_Exercise instructions_.
Only the text of the entries below should appear in your exact transcription; leave out every picture.

_Data listing_.
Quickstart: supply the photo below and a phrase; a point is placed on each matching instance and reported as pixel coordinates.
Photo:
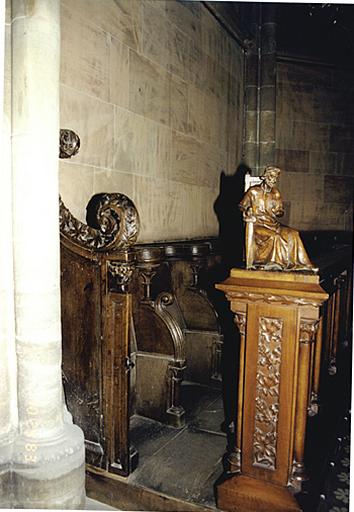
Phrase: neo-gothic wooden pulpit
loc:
(279, 318)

_Written response_.
Quickstart: supply the photo below and a phrase; a point is placed on each matching instance and reported as pixel coordinates.
Photo:
Phrase: neo-gothic wooden pulpit
loc:
(279, 318)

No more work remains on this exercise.